## Questões e tarefas
1. Responda com base na resenha do romance de Letícia Bassit:
(a) O que a personagem-narradora decide fazer após a cena de abertura?
(b) Que curso a filha da protagonista faz?
(c) Em que a protagonista se transforma?
2. Extraia da resenha do romance de Letícia Bassit o trecho de "A maternidade também" até "em uma cabra.".
3. Escreva a continuação da resenha do romance de Letícia Bassit, a partir da última frase apresentada.

## Texto de origem
Após a violenta cena de abertura, a personagem-narradora percebe que não aguenta mais um dia sequer ao lado daquele homem. Decide partir de uma vez por todas e reconquistar suas metáforas e sua poesia. Quer reencontrar uma antiga versão de si, acreditar novamente em seu potencial e, quem sabe, recomeçar seus projetos literários.
Mergulho no passado
Nesse processo, revisita a infância, repensa sua relação com os pais e mergulha em cenas traumáticas vivenciadas ao longo das décadas, a começar pelo estupro que sofreu aos 14 anos. Também reflete sobre a ausência da filha — uma estudante de medicina que vive em outro país — e recorda os primeiros encontros com o marido.
Aspectos ligados à sexualidade também ganham espaço no fluxo de consciência da personagem, com pensamentos que passeiam livremente entre fetiches, experiências, preferências e descobertas — inclusive a de que os homens sempre tentaram moldá-la para que ela correspondesse aos seus desejos na cama (e fora dela).
A maternidade também passa a ser compreendida a partir de novas perspectivas. A protagonista se dá conta de que esteve sozinha em situações em que o amparo ou ao menos a empatia seriam muito bem-vindos. Nota o silêncio, a ruptura e o peso que sempre carregou sozinha. Identifica a superproteção dos pais, percebe-se amedrontada. Não quer isso para a vida. Nunca mais.
As reflexões de alguém cuja existência é marcada por imposições e violências já oferecem um rico material para a composição de personagem e até mesmo para a construção de um bom enredo. Entretanto, o romance de Letícia Bassit vai além. Isso porque enquanto a protagonista se depara com anseios e verdades difíceis de aceitar, ela se transforma em uma cabra.

## Dados fornecidos
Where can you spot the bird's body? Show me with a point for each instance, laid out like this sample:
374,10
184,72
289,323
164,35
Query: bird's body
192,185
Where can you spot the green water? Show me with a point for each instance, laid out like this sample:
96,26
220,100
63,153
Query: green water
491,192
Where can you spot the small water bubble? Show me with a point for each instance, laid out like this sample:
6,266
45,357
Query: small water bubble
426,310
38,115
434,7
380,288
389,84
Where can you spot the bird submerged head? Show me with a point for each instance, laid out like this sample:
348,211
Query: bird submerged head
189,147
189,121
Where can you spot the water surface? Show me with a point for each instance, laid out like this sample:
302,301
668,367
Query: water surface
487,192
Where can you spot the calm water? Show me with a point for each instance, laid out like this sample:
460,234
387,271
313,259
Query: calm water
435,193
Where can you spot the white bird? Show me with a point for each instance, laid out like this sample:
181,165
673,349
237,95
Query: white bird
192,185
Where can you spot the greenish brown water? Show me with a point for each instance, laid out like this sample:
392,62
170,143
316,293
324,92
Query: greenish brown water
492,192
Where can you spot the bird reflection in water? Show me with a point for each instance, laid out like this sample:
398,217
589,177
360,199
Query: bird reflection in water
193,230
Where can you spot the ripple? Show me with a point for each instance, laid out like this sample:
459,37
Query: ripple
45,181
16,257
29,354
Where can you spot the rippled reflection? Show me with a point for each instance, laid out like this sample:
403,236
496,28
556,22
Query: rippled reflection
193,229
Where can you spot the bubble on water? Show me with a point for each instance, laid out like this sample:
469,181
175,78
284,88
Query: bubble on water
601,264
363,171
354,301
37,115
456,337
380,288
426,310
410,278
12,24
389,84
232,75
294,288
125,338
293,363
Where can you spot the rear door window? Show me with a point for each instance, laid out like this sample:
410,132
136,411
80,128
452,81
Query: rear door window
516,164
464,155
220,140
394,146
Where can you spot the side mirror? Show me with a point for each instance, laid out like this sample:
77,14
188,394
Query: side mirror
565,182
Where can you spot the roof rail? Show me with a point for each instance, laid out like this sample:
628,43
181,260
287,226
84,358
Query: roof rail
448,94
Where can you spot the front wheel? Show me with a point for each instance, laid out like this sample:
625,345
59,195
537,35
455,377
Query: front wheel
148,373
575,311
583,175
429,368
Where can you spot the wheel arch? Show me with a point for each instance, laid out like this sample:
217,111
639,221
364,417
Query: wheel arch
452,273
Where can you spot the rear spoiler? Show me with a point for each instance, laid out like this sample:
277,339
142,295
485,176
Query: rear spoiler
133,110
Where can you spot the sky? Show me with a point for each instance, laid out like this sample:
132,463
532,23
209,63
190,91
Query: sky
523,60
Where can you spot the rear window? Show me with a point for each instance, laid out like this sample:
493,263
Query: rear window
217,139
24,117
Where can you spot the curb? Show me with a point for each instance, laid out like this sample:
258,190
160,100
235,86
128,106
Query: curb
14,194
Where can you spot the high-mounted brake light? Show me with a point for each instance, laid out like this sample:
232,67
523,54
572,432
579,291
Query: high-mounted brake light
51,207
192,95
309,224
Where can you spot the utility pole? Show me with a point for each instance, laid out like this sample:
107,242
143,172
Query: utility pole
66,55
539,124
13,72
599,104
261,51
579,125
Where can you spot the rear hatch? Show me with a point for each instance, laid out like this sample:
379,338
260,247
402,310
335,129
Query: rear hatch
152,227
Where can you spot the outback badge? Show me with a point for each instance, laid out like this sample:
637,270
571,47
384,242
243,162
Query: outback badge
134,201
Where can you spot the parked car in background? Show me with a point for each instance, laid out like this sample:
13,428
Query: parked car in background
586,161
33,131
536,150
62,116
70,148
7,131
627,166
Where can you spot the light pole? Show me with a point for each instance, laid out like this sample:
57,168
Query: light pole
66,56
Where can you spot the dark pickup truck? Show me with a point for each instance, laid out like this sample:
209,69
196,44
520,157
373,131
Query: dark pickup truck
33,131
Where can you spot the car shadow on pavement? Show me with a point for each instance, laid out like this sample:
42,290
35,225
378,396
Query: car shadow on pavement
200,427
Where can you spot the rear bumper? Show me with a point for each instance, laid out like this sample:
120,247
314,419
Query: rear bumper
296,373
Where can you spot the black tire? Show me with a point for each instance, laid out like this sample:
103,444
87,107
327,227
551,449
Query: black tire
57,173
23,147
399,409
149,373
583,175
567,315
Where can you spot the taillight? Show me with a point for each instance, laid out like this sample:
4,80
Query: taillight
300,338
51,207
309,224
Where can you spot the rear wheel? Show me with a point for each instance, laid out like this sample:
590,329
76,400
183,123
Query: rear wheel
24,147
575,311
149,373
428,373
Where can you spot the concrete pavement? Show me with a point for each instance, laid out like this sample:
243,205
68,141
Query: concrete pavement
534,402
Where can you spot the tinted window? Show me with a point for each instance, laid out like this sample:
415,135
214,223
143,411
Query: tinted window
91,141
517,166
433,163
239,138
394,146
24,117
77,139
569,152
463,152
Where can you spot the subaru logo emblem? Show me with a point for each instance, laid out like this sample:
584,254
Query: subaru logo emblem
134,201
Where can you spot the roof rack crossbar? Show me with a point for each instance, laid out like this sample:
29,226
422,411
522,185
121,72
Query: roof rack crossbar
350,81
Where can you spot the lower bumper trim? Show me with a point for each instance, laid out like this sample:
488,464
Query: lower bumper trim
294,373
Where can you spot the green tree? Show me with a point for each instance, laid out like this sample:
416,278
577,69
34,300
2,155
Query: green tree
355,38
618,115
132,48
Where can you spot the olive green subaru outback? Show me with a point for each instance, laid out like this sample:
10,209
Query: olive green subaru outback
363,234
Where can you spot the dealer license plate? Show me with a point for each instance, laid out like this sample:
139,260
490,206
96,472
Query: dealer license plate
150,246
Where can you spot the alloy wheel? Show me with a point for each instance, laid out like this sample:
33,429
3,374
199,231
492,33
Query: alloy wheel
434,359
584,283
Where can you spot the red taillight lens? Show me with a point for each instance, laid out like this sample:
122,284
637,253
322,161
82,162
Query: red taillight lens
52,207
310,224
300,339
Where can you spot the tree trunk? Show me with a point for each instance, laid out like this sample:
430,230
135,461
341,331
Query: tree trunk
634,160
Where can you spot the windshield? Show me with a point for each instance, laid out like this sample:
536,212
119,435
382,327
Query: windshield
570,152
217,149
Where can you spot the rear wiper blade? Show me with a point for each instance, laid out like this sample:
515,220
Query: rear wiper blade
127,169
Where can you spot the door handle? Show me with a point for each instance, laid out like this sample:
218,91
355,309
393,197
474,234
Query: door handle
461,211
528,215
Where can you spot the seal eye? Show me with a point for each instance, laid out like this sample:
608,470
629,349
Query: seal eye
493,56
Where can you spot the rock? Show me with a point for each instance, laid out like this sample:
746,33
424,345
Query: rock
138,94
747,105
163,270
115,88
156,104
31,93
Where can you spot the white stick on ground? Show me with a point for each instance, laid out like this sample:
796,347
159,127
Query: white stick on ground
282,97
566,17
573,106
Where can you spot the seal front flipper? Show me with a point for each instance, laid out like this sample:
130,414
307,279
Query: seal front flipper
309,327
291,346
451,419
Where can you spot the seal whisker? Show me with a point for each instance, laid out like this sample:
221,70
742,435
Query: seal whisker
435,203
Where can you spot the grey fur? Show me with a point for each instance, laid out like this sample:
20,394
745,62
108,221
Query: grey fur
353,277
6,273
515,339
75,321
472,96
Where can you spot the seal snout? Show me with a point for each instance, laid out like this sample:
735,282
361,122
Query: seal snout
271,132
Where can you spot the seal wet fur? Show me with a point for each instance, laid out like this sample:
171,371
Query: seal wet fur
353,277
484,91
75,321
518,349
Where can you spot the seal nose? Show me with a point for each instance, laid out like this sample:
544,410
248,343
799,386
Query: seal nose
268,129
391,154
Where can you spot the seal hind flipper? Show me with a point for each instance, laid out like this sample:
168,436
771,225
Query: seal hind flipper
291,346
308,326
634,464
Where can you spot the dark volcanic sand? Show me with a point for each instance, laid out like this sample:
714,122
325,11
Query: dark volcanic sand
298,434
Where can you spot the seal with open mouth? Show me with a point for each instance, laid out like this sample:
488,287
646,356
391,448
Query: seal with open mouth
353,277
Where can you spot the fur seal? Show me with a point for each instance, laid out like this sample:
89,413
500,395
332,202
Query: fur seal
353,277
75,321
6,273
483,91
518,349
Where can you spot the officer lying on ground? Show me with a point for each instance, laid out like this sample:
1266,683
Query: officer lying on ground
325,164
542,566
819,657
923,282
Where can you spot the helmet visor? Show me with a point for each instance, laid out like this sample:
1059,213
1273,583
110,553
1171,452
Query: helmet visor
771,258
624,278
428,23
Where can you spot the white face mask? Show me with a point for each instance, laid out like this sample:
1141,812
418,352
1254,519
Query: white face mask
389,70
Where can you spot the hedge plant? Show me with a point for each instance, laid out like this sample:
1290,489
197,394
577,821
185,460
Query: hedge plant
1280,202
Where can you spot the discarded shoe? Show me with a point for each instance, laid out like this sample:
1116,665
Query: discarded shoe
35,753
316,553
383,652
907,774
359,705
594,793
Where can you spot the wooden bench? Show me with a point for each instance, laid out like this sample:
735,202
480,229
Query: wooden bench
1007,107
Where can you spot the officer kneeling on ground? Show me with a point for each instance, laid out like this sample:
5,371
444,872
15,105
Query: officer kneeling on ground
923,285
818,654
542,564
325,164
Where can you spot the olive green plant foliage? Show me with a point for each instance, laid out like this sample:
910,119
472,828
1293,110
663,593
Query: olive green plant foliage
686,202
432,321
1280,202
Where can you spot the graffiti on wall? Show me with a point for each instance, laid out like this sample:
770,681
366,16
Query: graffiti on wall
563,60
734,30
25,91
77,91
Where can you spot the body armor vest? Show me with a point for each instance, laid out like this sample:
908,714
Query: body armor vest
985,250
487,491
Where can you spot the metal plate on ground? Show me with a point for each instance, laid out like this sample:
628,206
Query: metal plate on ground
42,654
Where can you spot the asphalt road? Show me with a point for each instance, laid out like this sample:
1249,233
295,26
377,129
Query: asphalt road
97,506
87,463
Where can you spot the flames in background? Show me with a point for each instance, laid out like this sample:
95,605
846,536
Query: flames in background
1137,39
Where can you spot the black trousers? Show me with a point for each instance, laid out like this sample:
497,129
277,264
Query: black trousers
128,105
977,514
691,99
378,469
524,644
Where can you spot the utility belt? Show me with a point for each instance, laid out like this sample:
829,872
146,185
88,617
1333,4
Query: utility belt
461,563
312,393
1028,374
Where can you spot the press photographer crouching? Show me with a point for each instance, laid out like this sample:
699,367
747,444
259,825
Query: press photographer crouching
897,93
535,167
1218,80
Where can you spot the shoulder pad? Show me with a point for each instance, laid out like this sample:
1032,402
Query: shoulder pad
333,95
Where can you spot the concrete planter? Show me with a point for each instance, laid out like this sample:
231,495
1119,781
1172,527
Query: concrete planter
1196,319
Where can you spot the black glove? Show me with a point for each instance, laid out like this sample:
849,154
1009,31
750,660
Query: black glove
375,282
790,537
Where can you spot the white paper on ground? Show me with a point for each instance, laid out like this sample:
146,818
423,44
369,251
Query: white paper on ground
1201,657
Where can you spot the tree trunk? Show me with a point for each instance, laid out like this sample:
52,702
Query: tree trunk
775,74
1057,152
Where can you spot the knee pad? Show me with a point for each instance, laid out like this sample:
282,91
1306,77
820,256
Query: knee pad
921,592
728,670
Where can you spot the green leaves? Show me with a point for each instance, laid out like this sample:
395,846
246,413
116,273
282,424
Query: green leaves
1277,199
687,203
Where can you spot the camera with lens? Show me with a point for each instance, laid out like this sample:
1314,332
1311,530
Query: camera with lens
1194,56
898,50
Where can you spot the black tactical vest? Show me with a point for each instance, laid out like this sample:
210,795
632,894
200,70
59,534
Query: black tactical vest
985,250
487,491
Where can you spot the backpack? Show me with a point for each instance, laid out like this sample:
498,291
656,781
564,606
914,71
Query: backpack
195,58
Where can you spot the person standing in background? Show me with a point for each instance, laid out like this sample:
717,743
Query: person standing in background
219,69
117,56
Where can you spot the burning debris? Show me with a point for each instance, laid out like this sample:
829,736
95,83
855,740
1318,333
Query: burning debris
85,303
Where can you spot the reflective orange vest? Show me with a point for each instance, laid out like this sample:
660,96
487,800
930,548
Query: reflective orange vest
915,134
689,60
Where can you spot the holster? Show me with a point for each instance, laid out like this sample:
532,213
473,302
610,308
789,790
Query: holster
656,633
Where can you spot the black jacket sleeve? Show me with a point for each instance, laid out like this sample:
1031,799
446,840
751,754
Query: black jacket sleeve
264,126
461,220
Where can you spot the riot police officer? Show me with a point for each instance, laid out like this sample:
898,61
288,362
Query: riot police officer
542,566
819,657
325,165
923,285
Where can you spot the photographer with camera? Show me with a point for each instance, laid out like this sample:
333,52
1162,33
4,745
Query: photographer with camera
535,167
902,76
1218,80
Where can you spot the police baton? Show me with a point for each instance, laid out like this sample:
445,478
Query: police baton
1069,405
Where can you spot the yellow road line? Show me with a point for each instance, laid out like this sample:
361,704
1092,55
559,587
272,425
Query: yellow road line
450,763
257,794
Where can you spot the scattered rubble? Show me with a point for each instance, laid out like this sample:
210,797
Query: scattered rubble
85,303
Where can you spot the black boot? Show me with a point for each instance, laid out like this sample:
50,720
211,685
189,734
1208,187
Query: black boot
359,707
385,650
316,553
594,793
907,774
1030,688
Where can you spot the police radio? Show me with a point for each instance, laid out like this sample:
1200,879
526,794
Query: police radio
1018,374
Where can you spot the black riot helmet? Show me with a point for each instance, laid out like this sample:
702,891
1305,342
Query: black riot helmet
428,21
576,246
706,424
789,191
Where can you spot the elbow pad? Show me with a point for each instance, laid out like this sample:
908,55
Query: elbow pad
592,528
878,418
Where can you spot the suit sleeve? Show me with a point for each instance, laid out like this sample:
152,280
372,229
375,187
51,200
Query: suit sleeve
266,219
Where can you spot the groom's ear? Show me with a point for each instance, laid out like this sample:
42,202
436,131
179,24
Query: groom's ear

## Respostas por item
1.
(a) Decide partir de uma vez por todas.
(b) Medicina.
(c) Em uma cabra.

2.
A maternidade também passa a ser compreendida a partir de novas perspectivas. A protagonista se dá conta de que esteve sozinha em situações em que o amparo ou ao menos a empatia seriam muito bem-vindos. Nota o silêncio, a ruptura e o peso que sempre carregou sozinha. Identifica a superproteção dos pais, percebe-se amedrontada. Não quer isso para a vida. Nunca mais.
As reflexões de alguém cuja existência é marcada por imposições e violências já oferecem um rico material para a composição de personagem e até mesmo para a construção de um bom enredo. Entretanto, o romance de Letícia Bassit vai além. Isso porque enquanto a protagonista se depara com anseios e verdades difíceis de aceitar, ela se transforma em uma cabra.

3.
Metamorfose arriscada
A aposta da autora é ousada. Poderia a transformação da mulher em cabra (seja de forma literal ou metafórica) colocar tudo a perder em um romance que até então caminhava muito bem dentro de um universo (infelizmente) bastante realista? Poderia, claro que poderia. Mas não é o caso aqui. Aliás, as cenas que envolvem a metamorfose estão entre as mais complexas e poéticas do romance.
A protagonista se modifica lentamente. Seus pensamentos estão mais acelerados que seu corpo. Por isso, não se espanta ao ganhar patas, pelos e chifres. Também não demonstra resistência aos seus instintos mais primitivos. Arrisca a própria vida para subir uma montanha e lamber sal. Talvez porque aprendeu com o pai que sal é amor, enquanto açúcar é paixão. Ou talvez, porque depois de uma vida inteira de submissão, agora quer flertar com o perigo, olhar para abismos, enxergar o exterior para reorganizar o que dói por dentro.
E nesse ponto, mulher e cabra se tornam uma coisa só. A protagonista recupera a subjetividade, as metáforas e a vontade de caminhar por lugares íngremes sem proteção alguma.
Enfim, torna-se livre, inclusive para alimentar sua raiva contra seus abusadores. Afinal, embora a presença da cabra sugira uma aproximação com a fábula, este não é um livro moralista (ainda bem!) nem uma história previsível.
Linguagem híbrida
Cabra que lambe sal não é apenas uma narrativa envolvente ou uma denúncia urgente a respeito de algo que acontece em todas as esferas da sociedade. É, também, um exercício de linguagem dos mais valiosos.
Letícia Bassit demonstra rara habilidade de concisão e explora muito bem diversos gêneros textuais, ao apresentar um romance híbrido, com poesias e até letras de músicas (eu mesmo as cantei mentalmente enquanto lia o livro, num ritmo que parecia verossímil para mim).
Também há de se destacar a beleza de diversas frases e a preferência da autora por sentenças curtas — ideais para transmitir a leitores e leitoras algumas ideias centrais da obra, como a angústia, o desamparo, a submissão e a claustrofobia.
Embora curto e bem escrito, Cabra que lambe sal não é uma leitura fácil. O romance, acertadamente, não suaviza as cenas de violência e ainda alerta para uma realidade que não está apenas nos jornais, mas também em nossas bolhas, universidades e condomínios.